* [Travail à faire]:
A) Traduisez en anglais cette phrase de l'article sur le départ de Richard Ferrand du gouvernement : « L'entourage du ministre de la Cohésion des Territoires l'a confirmé : Richard Ferrand quitte le gouvernement pour la présidence du groupe La République En Marche (LREM) à l'Assemblée nationale. »
B) Poursuivez l'article sur le départ de Richard Ferrand du gouvernement, en reprenant juste après sa dernière phrase.

* [Extrait du texte]:
___

Le débrief politique. Objectif renouvellement après les élections législatives
Richard Ferrand quitte le gouvernement, le premier jour des nouveaux députés, le chaos au Parti socialiste et chez Les Républicains... Tout ce qu'il ne fallait pas rater dans l'actualité politique de lundi 19 juin avec Louise Bodet.
Transfert en vue pour Richard Ferrand
L'entourage du ministre de la Cohésion des Territoires l'a confirmé : Richard Ferrand quitte le gouvernement pour la présidence du groupe La République En Marche (LREM) à l'Assemblée nationale. Selon les proches du ministre, Emmanuel Macron est à l'origine de cette démission : "Le président a demandé à son homme de confiance" de rejoindre les bancs du Palais Bourbon à une place "essentielle", celle de patron d'un groupe parmi les plus importants numériquement de la Ve République. Richard Ferrand est considéré comme un modèle d'"efficacité", d'abord à la tête du mouvement En Marche, avant d'entrer au gouvernement.

___

* [Données brutes]:
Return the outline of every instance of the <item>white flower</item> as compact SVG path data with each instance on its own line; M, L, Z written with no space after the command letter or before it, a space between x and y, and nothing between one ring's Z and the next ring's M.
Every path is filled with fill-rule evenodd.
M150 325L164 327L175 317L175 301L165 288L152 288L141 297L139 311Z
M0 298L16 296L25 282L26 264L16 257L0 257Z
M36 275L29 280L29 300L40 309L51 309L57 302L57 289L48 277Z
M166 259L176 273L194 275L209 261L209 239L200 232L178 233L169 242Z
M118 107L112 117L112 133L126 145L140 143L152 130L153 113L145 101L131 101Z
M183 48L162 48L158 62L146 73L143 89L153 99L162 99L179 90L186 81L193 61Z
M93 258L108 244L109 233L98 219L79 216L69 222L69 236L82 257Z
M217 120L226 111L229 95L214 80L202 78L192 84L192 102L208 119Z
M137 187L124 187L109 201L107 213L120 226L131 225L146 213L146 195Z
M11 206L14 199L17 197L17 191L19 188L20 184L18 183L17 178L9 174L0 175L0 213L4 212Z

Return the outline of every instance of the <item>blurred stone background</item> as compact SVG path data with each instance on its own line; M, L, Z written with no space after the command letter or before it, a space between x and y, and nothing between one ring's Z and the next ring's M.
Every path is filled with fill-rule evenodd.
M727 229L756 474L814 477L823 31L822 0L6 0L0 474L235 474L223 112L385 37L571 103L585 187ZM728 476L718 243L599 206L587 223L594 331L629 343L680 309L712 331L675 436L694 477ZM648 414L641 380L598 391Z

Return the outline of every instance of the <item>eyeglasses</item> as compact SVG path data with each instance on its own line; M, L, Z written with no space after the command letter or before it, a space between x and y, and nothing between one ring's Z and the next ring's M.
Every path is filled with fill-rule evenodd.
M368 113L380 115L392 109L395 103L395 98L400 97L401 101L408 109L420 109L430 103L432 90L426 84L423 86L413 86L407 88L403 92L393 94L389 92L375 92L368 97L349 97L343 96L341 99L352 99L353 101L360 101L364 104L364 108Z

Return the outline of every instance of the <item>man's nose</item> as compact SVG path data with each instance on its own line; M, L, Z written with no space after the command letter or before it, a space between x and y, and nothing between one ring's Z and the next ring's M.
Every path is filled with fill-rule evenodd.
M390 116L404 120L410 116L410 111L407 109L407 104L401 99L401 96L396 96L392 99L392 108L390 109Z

___

* [Corrigé de l'exercice]:
A) Those close to the Minister for Territorial Cohesion confirmed it: Richard Ferrand is leaving the government to chair the La République En Marche (LREM) group in the National Assembly.

B)
Richard Ferrand va quitter le gouvernement pour briguer la présidence du groupe LREM à l'Assemblée nationale, confirme franceinfo pic.twitter.com/Tsz7aP4W5g
— franceinfo (@franceinfo) 19 juin 2017
À priori, son départ du gouvernement n'aurait donc officiellement rien à voir avec l'enquête préliminaire ouverte par le parquet de Brest dans une affaire de favoritisme présumé sur fond d'opération immobilière juteuse. Cette affaire date du temps où Richard Ferrand dirigeait les Mutuelles de Bretagne. Mais il est probable tout de même que le président ait voulu prendre les devants d'éventuels démélés judiciaires. Cela "permet de sortir Richard Ferrand du gouvernement par le haut, avant une éventuelle mise en examen", confirme un proche du président. Mais, selon cette même source, c'est "surtout le meilleur pour le poste, le plus fin connaisseur du mouvement En Marche". Et donc, le mieux à même d'assurer le "lien stratégique entre le groupe parlementaire et le parti".
Le premier jour du reste de leur vie
Ce lundi, les nouveaux députés ont pour certains fait leurs premiers pas à l'Assemblée, dans une ambiance de rentrée des classes. Ils sont accueillis progressivement jusqu'à vendredi. Avec cette fois-ci, une assemblée plus jeune (48 ans et demi en moyenne), plus féminine et profondément renouvelée : trois députés sur quatre sont des petits nouveaux.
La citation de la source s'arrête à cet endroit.